• **Text segment**
New Hampshire's Primary Station
| MANCHESTER, N.H.
IT'S 9:45 a.m. Carl Cameron, political reporter for WMUR-TV in Manchester, N.H., and cameraman Chris McDevitt are racing around the corner in their car.
They're trying to catch Sen. Richard Lugar, a Republican presidential candidate, whose automobile is just pulling away from his hotel to his next campaign stop.
Mr. McDevitt pulls up behind and leans on his horn. Heads turn in Senator Lugar's car. Recognizing Mr. Cameron, the senator, his wife, and staff abruptly pull over. They do an interview.
When WMUR Channel 9 asks a presidential candidate for an interview, it gets one. In fact, tomorrow's would-be leaders often spend as much time buttonholing Mr. Cameron as he does them.
His - and the station's - unusual status illustrates the growing power and influence New Hampshire's only TV network affiliate enjoys in this small state with the big presidential primary.
Historically, the Manchester Union-Leader has been the press outlet to reckon with in the Granite State. It still is for conservatives. But increasingly WMUR is rearing its head as a potent force in the piney woods, too.
The competition between the two outlets mirrors what is going on between newspapers and TV stations nationwide. But the rivalry in New Hampshire, as with everything in the first primary state, carries larger implications for a nation preparing to choose its next leader.
"Anybody looking at the 'mediascape' in this state has to acknowledge how potent Channel 9 is," says Tom Rath, a New Hampshire strategist working for Lamar Alexander. "Candidates will kill to get 30 seconds of time on the 6 o'clock news. WMUR has become a really significant part of how political business is done up here."
This is not going unnoticed at the Union-Leader. Under its late publisher William Loeb, the paper was the dominant media voice. A staunch conservative, Loeb and his paper demanded that candidates, especially conservatives, pass its litmus tests against taxes and on other issues. "You can't run for significant office as a conservative and not have the support of the Union-Leader," Mr. Rath says.
The Union-Leader ruled supreme for for several reasons. A large number of voters live in Manchester and points north, where the newspaper's circulation is strongest. The Union-Leader was the only statewide paper in New Hampshire, and, until recently, the sole major morning paper. It remains the state's unofficial newspaper of record.
While the paper is still a force, since around 1988 it has increasingly shared the press spotlight with Channel 9. Which outlet has more influence is difficult to say. "The Union-Leader's ability to impact elections is still a goal of theirs, but I don't know how much of a reality it is," says Jack Heath, WMUR's news director. "There's a healthy news rivalry that's grown over the last five years."
Joseph McQuaid, editor in chief of the Union-Leader, says "you would have to ask the voters" how much the newspaper or Channel 9 influences them. "I think they're certainly an influence in New Hampshire, but I think the market they have and we have is certainly different...."

• **Objective**
Transcribe the stretch of the article on WMUR and the Union-Leader from "New Hampshire's Primary" through "next campaign stop.". The records have no connection to the text.

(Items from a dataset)
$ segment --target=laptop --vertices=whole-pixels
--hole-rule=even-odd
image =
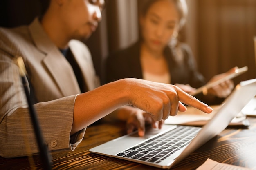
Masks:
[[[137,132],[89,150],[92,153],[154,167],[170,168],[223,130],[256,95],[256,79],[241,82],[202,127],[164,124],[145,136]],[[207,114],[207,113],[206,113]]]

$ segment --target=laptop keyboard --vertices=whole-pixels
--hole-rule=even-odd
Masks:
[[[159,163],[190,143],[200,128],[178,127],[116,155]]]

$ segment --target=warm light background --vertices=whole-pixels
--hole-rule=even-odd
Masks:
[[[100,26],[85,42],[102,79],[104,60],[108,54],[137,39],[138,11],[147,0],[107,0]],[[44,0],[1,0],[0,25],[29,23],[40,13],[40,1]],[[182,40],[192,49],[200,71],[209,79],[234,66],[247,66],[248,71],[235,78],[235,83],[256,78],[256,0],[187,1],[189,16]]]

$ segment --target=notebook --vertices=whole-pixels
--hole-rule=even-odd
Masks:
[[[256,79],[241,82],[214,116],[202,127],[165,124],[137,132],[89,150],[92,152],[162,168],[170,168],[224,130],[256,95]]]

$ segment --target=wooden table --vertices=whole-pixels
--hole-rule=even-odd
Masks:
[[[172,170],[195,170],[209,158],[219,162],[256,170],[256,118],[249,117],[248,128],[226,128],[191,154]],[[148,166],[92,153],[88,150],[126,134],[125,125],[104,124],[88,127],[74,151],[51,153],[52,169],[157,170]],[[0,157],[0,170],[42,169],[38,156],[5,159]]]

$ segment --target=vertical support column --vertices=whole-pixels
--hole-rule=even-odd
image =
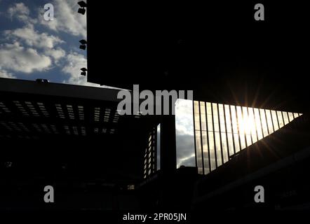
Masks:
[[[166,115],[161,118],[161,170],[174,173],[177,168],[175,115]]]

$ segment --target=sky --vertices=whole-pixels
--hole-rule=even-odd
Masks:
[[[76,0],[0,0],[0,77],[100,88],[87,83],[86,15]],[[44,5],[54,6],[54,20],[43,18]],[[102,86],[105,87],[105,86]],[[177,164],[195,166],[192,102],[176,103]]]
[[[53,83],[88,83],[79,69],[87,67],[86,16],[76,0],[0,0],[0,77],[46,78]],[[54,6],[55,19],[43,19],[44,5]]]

• **Complete output**
New Hampshire's Primary Station
| MANCHESTER, N.H.
IT'S 9:45 a.m. Carl Cameron, political reporter for WMUR-TV in Manchester, N.H., and cameraman Chris McDevitt are racing around the corner in their car.
They're trying to catch Sen. Richard Lugar, a Republican presidential candidate, whose automobile is just pulling away from his hotel to his next campaign stop.